# YOUR GOAL
Arrange every line of the listing below as a numbered list, leaving out any blank lines.
>> start RECORDS SHOWN
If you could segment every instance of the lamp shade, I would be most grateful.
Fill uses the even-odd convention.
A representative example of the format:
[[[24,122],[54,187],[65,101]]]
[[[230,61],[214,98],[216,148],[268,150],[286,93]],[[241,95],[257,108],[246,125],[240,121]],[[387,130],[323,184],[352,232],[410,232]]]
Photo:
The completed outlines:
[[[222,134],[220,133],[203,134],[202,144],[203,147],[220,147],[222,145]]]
>> end RECORDS SHOWN
# THE SOLUTION
1. If you could segment every instance of the lamp shade, I would be most grateful.
2. Fill uses the even-odd convention.
3. A representative example of the format:
4. [[[24,122],[54,187],[65,101]]]
5. [[[230,61],[214,98],[216,148],[268,150],[286,93]],[[241,95],[257,108],[246,125],[240,121]],[[387,130],[323,184],[352,232],[410,232]]]
6. Photo:
7. The completed outlines:
8. [[[222,134],[220,133],[203,134],[202,144],[203,147],[220,147],[222,145]]]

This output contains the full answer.